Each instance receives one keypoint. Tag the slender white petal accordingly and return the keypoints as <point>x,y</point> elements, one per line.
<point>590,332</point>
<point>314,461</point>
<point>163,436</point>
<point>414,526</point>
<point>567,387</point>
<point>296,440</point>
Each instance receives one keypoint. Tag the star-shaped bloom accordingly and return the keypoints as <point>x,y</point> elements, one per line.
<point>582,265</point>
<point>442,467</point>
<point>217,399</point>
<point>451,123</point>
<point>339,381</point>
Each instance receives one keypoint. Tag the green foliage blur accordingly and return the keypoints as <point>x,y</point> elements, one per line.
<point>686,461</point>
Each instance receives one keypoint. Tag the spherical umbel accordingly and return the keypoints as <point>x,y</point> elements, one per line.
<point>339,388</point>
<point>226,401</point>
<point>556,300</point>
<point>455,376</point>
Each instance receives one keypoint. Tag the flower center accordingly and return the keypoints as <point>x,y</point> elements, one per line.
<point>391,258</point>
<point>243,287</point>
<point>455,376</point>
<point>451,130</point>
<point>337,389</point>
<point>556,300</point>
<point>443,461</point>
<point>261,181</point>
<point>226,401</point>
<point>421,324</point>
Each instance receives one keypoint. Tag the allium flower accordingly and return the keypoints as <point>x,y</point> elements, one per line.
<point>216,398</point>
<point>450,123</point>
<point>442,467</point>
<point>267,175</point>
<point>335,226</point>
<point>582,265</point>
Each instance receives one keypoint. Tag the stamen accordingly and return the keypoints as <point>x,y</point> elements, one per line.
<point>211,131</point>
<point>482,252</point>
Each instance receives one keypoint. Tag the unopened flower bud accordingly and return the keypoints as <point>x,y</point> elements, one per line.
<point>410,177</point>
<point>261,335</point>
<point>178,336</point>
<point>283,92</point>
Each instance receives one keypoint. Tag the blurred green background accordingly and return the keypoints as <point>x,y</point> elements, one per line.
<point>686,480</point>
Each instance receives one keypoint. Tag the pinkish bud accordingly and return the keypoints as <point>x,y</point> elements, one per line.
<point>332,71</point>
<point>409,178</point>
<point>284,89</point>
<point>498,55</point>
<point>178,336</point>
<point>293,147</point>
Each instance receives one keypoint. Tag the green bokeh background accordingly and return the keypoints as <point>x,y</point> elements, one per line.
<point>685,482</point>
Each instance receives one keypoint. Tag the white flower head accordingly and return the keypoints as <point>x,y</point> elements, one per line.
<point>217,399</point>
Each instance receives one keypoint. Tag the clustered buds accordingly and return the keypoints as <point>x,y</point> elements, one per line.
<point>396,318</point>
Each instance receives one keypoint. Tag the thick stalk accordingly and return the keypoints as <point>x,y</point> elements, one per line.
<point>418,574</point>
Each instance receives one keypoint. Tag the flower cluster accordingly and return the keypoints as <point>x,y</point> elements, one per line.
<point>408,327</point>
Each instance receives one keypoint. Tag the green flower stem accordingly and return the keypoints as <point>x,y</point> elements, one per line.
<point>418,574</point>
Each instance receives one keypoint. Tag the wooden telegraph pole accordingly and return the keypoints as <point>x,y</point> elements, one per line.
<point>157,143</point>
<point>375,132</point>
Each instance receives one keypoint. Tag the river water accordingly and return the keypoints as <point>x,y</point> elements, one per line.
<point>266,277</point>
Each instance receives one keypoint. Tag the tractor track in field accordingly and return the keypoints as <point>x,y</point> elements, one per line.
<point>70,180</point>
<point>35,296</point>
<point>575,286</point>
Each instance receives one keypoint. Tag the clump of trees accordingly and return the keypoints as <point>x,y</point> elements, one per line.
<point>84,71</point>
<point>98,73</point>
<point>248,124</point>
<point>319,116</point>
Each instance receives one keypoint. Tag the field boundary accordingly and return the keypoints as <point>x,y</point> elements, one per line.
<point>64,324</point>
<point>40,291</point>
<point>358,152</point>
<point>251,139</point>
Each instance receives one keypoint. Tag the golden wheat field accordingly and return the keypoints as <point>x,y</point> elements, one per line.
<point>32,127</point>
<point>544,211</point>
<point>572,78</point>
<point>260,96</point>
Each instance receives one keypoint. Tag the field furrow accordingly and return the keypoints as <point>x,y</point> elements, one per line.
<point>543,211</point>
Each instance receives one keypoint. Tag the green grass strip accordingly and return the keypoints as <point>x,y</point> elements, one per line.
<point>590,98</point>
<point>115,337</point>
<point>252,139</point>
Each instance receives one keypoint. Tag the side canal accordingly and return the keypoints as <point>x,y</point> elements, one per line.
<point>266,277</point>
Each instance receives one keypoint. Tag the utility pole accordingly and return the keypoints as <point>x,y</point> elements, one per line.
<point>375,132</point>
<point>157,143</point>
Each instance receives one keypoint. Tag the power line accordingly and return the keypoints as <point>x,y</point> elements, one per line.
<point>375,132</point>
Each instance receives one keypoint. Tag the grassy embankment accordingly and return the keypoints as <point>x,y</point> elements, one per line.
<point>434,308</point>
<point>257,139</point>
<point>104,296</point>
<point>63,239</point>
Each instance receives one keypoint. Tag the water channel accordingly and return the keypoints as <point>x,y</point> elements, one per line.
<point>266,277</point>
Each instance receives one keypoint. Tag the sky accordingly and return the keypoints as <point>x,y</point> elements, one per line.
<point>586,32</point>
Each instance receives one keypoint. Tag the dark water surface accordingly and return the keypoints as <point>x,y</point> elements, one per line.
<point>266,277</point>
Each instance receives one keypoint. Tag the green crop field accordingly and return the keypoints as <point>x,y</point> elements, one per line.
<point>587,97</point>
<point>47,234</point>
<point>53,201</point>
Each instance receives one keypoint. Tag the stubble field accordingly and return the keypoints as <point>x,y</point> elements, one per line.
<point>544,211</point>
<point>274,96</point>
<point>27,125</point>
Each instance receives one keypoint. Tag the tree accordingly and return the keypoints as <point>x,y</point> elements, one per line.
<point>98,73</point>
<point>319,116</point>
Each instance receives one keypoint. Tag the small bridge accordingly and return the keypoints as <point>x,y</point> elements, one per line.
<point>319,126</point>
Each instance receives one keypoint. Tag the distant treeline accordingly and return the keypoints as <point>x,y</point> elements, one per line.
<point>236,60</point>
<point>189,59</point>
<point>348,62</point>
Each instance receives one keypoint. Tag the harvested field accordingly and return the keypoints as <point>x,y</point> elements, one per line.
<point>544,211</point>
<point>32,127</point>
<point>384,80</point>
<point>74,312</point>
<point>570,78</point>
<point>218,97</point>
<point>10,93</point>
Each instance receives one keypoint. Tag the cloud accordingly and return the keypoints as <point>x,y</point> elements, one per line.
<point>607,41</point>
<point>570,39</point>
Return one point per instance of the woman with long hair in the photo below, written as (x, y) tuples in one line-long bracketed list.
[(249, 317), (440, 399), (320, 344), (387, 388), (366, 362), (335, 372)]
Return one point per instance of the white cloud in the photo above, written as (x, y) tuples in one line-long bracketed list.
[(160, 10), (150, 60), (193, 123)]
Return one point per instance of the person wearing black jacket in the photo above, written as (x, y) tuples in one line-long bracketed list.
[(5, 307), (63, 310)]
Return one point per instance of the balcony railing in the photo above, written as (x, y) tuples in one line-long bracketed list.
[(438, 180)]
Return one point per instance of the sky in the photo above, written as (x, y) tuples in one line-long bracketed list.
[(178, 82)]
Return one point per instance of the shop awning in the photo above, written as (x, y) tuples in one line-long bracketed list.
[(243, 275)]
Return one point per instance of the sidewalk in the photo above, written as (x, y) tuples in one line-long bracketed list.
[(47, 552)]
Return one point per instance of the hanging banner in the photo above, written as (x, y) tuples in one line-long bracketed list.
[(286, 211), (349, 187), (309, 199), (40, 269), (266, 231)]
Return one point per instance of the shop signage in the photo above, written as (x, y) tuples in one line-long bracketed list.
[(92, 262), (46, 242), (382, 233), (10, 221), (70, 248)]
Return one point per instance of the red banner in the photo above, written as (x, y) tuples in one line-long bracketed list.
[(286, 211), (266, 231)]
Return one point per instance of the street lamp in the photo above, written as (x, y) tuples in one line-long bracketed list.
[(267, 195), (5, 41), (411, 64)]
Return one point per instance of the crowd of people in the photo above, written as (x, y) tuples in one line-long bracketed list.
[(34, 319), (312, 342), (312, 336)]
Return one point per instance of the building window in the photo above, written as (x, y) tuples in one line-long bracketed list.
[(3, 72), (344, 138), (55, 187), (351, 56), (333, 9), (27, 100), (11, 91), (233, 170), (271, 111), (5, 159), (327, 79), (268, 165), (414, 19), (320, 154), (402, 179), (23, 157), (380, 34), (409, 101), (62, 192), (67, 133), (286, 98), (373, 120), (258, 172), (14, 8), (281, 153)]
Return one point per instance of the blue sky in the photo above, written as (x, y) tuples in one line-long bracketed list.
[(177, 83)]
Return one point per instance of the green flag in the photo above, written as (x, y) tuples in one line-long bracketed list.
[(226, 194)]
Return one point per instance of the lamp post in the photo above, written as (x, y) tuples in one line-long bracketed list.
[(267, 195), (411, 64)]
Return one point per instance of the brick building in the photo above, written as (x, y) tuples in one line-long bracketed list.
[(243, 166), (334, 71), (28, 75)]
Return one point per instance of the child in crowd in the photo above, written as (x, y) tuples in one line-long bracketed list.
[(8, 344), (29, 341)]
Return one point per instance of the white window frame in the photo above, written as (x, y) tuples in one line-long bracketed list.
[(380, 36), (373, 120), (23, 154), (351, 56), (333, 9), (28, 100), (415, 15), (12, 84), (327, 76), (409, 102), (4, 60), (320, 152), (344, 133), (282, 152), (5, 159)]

- **EXERCISE AIM**
All lines from the line containing "Return one point per instance of the child" through the end of the listing above are to be duplicated exactly; include both ends and nothing further.

- **EXPECTED ANSWER**
Return one point per instance of the child in crowd in the photo above, written as (x, y) tuples in one line-long bracketed list.
[(8, 344), (29, 341)]
Return one point per instance of the white window frame in the photo above, written as (x, y) tuples in one line-long bracketed list.
[(380, 36), (373, 120), (23, 154), (351, 56), (333, 9), (28, 100), (415, 15), (12, 84), (327, 76), (409, 102), (4, 60), (320, 152), (344, 133), (282, 152), (5, 159)]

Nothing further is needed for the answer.